## start SUPPLIED RECORDS

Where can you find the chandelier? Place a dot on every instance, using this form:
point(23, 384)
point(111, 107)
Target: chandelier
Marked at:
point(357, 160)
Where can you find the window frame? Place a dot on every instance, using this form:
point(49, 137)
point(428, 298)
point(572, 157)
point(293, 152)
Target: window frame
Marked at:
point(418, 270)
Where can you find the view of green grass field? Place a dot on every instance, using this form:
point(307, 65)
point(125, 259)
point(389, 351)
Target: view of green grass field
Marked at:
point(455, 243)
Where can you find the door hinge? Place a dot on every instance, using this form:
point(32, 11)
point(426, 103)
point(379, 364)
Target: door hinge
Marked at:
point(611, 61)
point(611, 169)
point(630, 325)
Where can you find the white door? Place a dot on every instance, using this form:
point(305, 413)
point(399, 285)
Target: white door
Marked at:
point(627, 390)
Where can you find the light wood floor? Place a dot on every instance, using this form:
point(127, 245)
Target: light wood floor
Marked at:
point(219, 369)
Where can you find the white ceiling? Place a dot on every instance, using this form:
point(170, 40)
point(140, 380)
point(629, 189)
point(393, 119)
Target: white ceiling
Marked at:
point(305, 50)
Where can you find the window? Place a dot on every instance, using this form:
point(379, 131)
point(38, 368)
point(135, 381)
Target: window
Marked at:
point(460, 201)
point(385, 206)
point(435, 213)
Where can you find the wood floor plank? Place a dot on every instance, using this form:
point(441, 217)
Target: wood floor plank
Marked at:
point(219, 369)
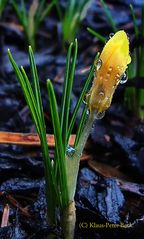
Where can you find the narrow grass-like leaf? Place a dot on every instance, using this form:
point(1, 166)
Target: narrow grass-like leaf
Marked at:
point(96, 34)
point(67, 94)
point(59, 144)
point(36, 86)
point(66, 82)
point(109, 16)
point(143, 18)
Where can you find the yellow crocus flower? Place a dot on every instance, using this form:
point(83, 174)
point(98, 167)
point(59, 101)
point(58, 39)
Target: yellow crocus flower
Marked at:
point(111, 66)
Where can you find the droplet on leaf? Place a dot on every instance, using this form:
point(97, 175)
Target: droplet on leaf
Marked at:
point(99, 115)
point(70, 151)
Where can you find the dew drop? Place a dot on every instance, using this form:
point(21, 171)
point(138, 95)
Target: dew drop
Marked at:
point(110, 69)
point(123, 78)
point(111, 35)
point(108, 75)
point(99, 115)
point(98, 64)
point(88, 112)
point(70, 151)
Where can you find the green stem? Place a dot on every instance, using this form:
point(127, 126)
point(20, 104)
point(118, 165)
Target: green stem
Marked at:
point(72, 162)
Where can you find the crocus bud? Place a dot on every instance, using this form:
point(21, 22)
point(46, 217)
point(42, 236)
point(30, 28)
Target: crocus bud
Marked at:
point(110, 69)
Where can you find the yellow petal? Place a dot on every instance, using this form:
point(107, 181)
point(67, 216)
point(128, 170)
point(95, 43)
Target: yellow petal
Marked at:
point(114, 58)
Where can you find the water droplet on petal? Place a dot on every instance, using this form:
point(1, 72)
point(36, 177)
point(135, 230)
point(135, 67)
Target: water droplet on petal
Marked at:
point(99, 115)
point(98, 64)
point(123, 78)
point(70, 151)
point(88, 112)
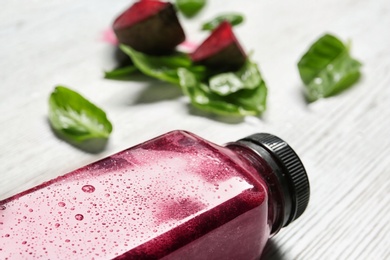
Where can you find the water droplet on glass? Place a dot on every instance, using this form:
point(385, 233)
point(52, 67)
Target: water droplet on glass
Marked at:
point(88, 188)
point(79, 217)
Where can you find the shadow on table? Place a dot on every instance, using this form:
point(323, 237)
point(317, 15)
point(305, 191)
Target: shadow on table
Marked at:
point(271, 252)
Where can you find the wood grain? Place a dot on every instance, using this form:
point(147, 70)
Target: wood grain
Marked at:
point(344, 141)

## end SUPPLIED RECORDS
## start SUPPLIED RECORDS

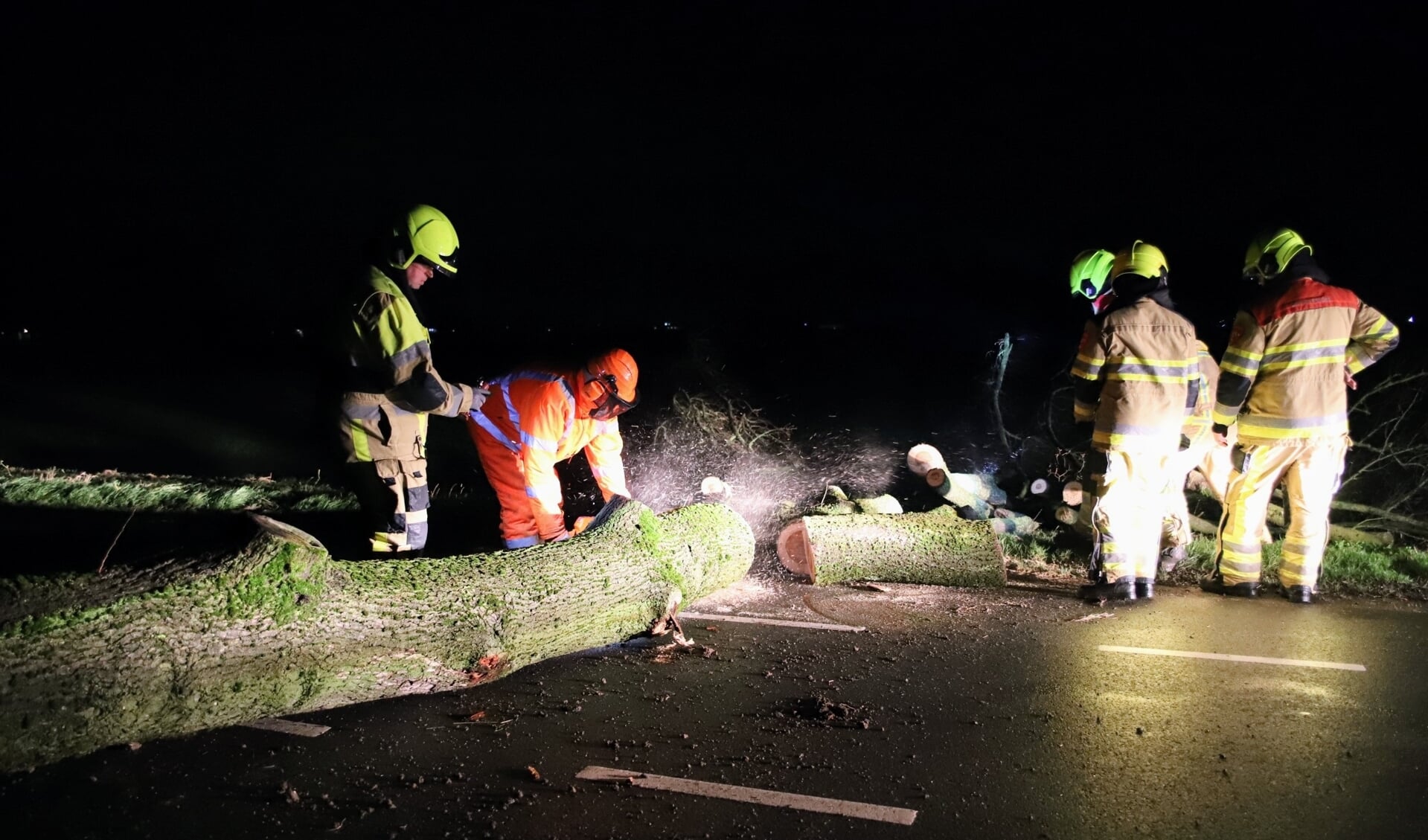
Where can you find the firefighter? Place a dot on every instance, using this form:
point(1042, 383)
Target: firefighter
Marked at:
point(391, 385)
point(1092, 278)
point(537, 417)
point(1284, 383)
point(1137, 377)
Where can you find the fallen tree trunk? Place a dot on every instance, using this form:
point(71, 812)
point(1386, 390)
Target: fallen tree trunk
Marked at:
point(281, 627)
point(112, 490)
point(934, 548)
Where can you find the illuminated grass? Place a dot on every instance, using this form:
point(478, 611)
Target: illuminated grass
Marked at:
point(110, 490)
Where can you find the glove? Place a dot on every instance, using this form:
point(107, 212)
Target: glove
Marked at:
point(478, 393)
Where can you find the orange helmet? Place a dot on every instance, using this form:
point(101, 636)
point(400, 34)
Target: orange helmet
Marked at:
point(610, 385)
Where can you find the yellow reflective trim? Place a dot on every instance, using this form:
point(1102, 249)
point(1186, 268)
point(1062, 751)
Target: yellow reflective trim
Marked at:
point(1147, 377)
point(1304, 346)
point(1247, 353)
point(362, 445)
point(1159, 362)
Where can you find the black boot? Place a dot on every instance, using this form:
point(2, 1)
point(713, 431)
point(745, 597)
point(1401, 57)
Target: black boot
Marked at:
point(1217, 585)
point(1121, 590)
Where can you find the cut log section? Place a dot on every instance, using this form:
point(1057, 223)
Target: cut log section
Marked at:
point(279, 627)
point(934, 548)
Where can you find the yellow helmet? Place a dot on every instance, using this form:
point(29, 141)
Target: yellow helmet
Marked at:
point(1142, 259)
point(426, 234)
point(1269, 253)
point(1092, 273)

## end SUPPLIED RECORDS

## EXERCISE DETAILS
Render everything in the records above, from the line containing "Where can you find the chandelier?" down to the line containing "point(455, 243)", with both of those lines included, as a JSON list of strings with one string per line and no blank lines.

## FULL ANSWER
[
  "Where can you find the chandelier? Place a dot on every instance, using this form:",
  "point(23, 384)",
  "point(111, 107)",
  "Target: chandelier",
  "Marked at:",
  "point(357, 160)",
  "Where can you find the window frame? Place a dot on every instance, using this form:",
  "point(49, 137)",
  "point(428, 298)",
  "point(572, 157)",
  "point(293, 152)",
  "Target: window frame",
  "Marked at:",
  "point(418, 270)",
  "Where can you find the view of green grass field? Place a dot on every instance, using this form:",
  "point(307, 65)",
  "point(125, 259)",
  "point(389, 351)",
  "Target: view of green grass field",
  "Marked at:",
  "point(455, 243)"
]